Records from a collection
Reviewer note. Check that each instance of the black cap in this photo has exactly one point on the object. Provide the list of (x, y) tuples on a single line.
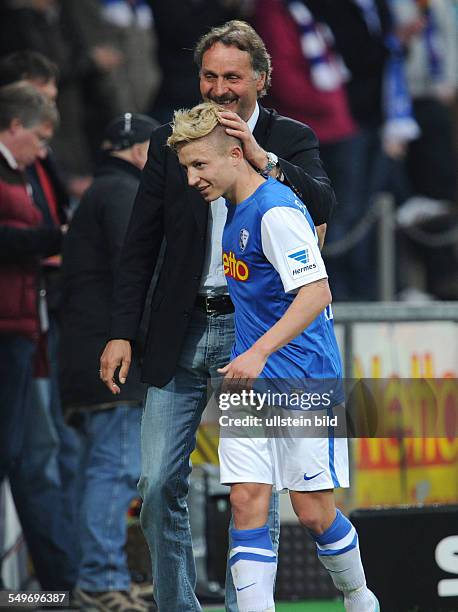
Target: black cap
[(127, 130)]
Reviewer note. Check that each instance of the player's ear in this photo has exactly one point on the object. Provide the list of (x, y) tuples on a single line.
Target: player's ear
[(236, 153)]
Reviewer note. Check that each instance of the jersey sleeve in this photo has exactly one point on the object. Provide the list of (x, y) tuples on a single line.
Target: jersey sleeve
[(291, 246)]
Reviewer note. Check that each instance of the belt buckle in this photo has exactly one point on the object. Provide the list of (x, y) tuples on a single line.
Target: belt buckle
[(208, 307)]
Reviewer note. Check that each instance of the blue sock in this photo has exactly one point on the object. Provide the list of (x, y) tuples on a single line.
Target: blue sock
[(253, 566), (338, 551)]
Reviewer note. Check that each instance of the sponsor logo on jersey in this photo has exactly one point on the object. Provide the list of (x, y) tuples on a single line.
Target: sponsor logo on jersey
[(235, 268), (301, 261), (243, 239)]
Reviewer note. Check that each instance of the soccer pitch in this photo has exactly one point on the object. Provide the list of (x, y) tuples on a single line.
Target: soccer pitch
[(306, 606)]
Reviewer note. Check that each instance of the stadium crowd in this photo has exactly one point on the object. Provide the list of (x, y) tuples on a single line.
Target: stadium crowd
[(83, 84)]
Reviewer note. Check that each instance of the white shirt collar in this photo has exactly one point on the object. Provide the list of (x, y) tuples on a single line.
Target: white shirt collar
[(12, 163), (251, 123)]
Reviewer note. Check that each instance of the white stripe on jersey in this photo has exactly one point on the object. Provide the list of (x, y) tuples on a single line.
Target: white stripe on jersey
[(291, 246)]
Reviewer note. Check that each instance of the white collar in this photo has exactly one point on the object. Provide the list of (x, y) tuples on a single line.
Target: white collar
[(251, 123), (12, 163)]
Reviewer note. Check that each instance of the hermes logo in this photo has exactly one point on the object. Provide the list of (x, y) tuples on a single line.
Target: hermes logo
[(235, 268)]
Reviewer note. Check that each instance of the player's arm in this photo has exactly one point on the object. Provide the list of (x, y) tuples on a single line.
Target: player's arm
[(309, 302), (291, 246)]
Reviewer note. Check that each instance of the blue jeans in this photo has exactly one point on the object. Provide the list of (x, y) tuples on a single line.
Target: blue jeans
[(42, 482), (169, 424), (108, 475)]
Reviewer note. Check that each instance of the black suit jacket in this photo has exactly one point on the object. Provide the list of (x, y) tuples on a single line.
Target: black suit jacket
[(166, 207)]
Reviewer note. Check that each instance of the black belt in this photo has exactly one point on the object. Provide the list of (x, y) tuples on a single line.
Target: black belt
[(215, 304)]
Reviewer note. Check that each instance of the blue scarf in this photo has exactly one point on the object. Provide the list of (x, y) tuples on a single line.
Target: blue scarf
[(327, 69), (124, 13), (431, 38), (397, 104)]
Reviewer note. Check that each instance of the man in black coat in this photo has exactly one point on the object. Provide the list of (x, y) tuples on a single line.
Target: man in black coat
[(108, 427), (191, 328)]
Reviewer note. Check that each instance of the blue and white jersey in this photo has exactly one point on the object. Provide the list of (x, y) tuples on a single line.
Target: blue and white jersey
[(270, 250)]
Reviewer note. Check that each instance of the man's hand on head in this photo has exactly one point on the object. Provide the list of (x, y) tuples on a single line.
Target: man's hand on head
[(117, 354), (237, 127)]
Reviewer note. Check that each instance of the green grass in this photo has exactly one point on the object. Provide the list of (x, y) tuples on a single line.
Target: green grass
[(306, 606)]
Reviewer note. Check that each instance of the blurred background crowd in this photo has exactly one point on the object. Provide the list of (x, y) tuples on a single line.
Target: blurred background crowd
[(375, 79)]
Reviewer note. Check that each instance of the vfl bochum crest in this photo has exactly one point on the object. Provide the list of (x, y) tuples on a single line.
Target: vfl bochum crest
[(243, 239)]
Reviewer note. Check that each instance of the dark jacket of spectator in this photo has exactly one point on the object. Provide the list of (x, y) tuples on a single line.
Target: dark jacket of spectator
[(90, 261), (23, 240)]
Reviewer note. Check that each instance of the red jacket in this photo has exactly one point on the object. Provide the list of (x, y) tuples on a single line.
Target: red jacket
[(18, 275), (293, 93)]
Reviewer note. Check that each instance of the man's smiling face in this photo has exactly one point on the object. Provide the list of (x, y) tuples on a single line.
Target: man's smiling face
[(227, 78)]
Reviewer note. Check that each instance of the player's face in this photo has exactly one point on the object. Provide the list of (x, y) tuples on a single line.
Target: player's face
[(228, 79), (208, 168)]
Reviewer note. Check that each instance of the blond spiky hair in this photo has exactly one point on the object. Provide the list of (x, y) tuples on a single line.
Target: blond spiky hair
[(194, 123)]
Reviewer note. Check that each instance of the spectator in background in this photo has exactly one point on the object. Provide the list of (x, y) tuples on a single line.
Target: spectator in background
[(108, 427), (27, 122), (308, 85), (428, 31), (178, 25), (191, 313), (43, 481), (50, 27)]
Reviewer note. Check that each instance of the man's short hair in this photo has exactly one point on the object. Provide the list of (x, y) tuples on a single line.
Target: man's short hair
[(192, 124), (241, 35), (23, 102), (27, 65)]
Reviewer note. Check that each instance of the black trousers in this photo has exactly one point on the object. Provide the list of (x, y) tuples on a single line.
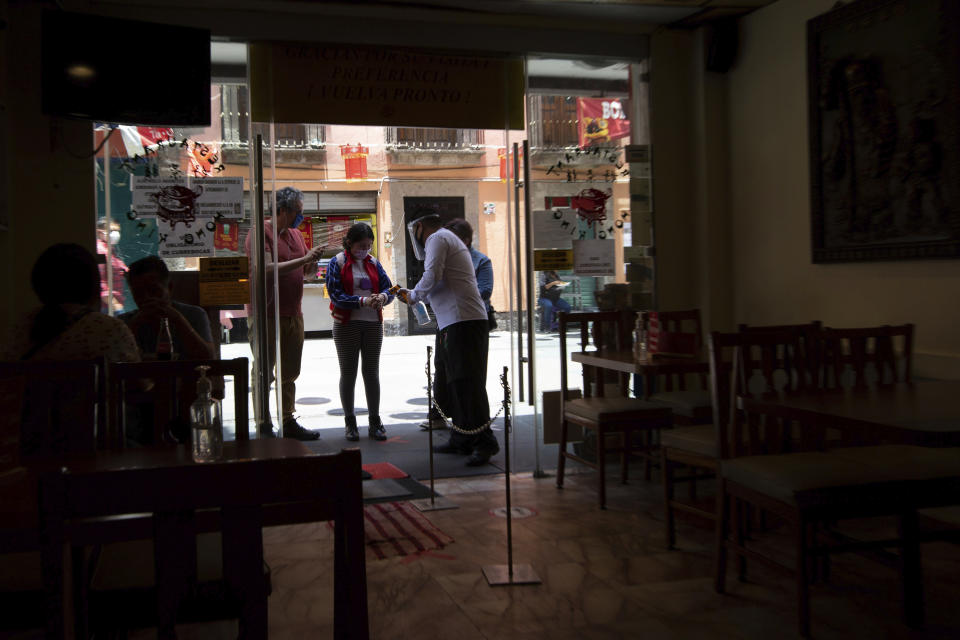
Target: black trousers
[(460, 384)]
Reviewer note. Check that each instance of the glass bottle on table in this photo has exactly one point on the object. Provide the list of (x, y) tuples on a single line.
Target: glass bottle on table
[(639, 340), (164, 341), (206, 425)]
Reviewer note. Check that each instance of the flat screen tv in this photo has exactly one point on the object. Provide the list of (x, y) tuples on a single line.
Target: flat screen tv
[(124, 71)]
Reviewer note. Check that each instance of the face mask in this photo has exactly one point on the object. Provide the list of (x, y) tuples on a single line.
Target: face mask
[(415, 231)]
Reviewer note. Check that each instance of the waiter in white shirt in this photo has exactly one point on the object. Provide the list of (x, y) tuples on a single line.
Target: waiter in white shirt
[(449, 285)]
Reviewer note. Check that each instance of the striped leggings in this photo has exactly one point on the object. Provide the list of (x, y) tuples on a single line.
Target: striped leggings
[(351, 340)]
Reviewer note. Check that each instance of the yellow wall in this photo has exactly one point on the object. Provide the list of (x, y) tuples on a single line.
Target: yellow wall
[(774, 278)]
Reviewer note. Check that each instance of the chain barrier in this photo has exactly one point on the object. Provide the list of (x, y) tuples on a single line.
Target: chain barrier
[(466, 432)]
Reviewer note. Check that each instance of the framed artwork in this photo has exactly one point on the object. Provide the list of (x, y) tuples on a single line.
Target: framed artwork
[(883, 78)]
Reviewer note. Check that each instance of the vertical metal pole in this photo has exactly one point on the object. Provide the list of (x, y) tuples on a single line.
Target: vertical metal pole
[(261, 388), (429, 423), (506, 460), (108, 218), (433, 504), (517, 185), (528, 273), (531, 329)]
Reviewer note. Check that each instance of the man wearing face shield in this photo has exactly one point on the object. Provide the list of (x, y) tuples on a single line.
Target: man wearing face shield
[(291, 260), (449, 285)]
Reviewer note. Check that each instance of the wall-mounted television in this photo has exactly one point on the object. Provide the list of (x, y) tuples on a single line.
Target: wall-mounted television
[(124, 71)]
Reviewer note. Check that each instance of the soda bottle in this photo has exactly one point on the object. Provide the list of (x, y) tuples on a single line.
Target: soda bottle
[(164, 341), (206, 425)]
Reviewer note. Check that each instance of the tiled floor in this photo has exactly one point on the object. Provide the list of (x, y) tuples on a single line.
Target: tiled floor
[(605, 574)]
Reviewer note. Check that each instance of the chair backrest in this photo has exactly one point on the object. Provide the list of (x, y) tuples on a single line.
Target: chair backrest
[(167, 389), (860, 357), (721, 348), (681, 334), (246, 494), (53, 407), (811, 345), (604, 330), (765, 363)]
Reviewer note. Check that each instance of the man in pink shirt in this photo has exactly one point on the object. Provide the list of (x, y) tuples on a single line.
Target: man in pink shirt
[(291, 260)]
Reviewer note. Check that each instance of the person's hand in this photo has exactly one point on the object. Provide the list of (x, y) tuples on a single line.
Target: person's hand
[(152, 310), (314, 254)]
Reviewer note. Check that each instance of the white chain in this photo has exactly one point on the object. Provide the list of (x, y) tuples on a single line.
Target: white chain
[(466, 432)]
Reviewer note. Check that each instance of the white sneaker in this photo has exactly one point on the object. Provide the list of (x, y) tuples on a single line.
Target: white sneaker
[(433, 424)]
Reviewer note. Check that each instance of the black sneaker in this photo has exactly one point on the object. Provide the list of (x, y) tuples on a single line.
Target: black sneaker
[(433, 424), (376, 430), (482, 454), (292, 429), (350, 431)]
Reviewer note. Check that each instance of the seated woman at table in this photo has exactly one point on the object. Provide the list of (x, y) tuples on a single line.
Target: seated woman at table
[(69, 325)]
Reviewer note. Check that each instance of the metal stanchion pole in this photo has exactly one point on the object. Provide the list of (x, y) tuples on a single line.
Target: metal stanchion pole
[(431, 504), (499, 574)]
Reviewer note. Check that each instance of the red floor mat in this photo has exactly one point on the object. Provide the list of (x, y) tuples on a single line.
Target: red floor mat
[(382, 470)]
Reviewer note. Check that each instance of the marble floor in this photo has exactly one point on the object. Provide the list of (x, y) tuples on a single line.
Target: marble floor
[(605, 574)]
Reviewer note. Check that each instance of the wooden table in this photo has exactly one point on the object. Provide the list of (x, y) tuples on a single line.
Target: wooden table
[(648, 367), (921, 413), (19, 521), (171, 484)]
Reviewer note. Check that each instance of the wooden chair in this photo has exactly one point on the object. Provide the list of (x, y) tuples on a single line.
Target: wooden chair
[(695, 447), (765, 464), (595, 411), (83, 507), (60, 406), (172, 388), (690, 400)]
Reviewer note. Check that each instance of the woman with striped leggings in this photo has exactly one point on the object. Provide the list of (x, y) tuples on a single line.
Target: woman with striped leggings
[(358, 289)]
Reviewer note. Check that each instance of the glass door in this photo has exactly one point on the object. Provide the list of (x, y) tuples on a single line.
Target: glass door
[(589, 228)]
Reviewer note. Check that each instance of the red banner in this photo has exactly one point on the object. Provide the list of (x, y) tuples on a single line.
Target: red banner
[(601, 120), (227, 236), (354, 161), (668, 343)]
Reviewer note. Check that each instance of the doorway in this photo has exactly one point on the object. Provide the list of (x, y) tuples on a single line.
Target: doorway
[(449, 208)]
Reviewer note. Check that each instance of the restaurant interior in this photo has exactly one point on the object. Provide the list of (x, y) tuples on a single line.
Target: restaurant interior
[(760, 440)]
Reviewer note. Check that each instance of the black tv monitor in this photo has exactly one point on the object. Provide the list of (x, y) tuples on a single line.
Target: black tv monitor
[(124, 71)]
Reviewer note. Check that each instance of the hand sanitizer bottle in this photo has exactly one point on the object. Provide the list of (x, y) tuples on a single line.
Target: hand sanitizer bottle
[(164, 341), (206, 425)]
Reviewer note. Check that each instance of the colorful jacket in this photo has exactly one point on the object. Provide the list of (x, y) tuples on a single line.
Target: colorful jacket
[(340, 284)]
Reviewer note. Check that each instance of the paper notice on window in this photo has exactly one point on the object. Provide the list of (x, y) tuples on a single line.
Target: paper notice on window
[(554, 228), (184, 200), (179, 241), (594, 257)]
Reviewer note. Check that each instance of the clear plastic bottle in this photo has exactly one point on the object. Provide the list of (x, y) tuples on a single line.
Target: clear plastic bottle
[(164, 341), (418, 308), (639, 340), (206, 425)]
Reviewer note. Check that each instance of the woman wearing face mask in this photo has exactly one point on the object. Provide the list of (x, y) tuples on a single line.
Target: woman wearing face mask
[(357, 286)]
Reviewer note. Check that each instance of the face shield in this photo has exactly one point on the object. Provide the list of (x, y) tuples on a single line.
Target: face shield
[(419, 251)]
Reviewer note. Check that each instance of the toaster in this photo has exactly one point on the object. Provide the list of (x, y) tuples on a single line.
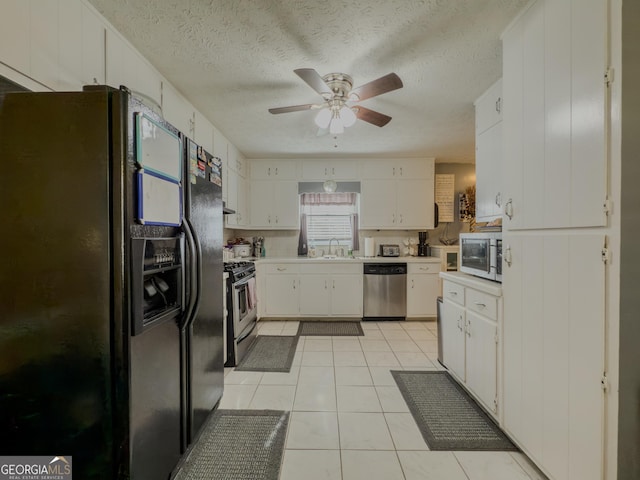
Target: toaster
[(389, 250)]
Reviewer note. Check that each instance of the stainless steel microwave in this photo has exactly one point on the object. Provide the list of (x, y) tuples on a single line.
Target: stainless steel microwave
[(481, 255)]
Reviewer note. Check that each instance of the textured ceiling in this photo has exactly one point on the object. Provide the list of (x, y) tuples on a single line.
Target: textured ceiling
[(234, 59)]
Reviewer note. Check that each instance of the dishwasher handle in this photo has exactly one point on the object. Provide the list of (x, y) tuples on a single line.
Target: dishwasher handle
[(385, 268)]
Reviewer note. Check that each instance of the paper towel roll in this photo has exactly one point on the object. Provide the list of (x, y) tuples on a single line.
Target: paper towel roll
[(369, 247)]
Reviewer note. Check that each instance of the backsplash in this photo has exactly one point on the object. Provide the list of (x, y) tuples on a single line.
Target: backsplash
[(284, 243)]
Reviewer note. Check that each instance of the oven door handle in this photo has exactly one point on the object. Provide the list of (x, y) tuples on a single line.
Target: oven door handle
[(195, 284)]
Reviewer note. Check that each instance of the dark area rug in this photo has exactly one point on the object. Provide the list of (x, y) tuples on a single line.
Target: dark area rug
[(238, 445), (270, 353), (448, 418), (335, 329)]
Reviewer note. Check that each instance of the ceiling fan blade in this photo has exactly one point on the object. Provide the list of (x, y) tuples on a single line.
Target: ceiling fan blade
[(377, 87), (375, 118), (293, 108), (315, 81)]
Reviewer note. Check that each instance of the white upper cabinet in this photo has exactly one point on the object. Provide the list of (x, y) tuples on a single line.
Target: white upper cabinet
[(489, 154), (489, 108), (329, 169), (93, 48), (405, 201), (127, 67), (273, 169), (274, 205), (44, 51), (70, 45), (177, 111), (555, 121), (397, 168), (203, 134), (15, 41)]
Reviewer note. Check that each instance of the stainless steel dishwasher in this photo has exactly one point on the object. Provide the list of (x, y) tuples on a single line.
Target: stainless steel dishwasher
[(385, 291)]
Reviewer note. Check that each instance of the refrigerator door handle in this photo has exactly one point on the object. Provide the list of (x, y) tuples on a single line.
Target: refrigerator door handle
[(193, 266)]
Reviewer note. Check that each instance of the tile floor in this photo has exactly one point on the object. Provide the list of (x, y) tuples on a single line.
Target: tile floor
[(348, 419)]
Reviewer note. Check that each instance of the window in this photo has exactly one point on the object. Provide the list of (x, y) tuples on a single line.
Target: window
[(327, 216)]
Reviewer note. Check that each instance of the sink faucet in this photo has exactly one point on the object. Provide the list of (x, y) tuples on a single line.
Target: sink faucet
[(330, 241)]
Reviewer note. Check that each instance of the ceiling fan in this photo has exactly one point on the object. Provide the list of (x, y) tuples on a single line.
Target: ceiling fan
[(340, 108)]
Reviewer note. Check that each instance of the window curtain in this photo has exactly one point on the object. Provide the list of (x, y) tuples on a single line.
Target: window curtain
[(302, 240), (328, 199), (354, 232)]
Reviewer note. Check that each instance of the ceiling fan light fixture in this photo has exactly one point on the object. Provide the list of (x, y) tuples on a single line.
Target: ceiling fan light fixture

### WHAT THE EXERCISE ASKS
Take the part that opens with the line containing "Reviewer note. Check that each instance of the white chain" and closes with the line containing "[(433, 424)]", swap "white chain" for "silver chain" throughout, and write those lines out again with nothing else altered.

### FULL RESPONSE
Reviewer note. Check that each instance of the silver chain in this photo has exactly one point on the object. Provide the list of (x, y) tuples on a single line.
Target: silver chain
[(466, 432)]
Reviewer note. Check that each instance of the white sneaker in this photo has exactly one point on the object. Provide the list of (x, y) tuples on a single line.
Target: white sneaker
[(433, 424)]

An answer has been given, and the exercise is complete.